* Information shown *
-.-.-
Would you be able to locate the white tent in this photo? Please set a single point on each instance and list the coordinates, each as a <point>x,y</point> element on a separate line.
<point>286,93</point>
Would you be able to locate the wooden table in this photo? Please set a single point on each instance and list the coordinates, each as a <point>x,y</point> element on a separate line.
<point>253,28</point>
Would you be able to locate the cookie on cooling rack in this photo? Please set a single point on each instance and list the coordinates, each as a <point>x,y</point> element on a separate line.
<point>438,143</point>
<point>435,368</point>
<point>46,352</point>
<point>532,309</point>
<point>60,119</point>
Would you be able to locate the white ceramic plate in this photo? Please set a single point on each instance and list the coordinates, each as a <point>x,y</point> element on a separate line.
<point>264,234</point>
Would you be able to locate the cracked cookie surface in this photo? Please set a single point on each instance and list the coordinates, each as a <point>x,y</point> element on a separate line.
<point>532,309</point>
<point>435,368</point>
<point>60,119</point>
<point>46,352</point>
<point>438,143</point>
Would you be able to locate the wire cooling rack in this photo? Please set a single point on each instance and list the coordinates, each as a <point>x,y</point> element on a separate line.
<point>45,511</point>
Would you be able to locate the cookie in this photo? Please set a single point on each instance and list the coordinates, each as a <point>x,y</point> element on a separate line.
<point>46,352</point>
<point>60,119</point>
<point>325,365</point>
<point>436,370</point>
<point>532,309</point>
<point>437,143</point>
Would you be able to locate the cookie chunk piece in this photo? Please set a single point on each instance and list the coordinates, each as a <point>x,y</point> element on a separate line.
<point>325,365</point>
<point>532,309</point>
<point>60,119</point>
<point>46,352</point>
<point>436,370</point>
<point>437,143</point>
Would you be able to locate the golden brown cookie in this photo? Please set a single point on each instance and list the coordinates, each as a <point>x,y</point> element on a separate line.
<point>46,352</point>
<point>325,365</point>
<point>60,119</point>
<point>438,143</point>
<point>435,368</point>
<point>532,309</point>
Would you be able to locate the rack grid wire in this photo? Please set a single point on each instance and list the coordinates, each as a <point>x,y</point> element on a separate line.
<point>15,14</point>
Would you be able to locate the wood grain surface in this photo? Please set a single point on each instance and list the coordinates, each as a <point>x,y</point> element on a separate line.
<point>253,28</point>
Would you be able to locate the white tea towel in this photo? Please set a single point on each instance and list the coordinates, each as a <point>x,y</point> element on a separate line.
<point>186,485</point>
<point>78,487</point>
-.-.-
* What is needed *
Each line of the listing should be copied exactly.

* Answer for this exercise *
Would you be able to locate the white tent in this photo? Please set a single point on each instance and list the coordinates, each as a <point>x,y</point> element on a separate line.
<point>286,93</point>
Would you be able to locate the wooden table in this photo? Please set a single point on each instance and list the coordinates, each as a <point>x,y</point> element on a separate line.
<point>253,28</point>
Would you be able to locate the cookie on cooling rack in this photo? Please set a single point on each instance and list the coordinates, each as a <point>x,y</point> element on a separate line.
<point>438,143</point>
<point>435,368</point>
<point>46,352</point>
<point>532,309</point>
<point>60,119</point>
Would you be able to locate the white ceramic plate in this photo? Please set a single point on each instance and list the coordinates, each as a <point>x,y</point> element on a separate line.
<point>264,234</point>
Would you be able to locate the cracked cookie surface in this photo? Please set a single point on each instance and list the coordinates, each as a <point>x,y</point> element on a separate line.
<point>532,309</point>
<point>435,368</point>
<point>60,119</point>
<point>46,352</point>
<point>438,143</point>
Would you be able to locate the wire cooling rack in this photo? Please set a single point on each instance and list the coordinates, each as a <point>x,y</point> element on a separate line.
<point>45,511</point>
Would you be able to locate the cookie in this photo? Please set a single point on each instance and list the coordinates, each as a <point>x,y</point> element on a separate line.
<point>46,352</point>
<point>60,119</point>
<point>325,365</point>
<point>436,370</point>
<point>532,309</point>
<point>437,143</point>
Would you be able to locate the cookie chunk piece in this photo? Please set a single point on each instance and list the coordinates, each as a <point>x,y</point> element on a separate line.
<point>325,365</point>
<point>532,309</point>
<point>60,119</point>
<point>46,352</point>
<point>436,370</point>
<point>437,143</point>
Would you be able to locate the golden brown cookie in this photo? Please set a single point on each instance and list the coordinates, each as a <point>x,y</point> element on a separate line.
<point>46,352</point>
<point>325,365</point>
<point>60,119</point>
<point>438,143</point>
<point>435,368</point>
<point>532,309</point>
Would you be able to locate the rack grid wire in this photo? Please set a single point on each instance and list the coordinates, each as a <point>x,y</point> element on a separate line.
<point>15,14</point>
Would you be able to locate the wood grain surface in this photo? Please set a single point on each instance and list the coordinates, each as a <point>x,y</point> element on a separate line.
<point>253,28</point>
Would you be able to locate the white tea towel in this photo? Please set a single point on each instance and list the coordinates, each as a <point>x,y</point> element on a separate line.
<point>186,485</point>
<point>78,487</point>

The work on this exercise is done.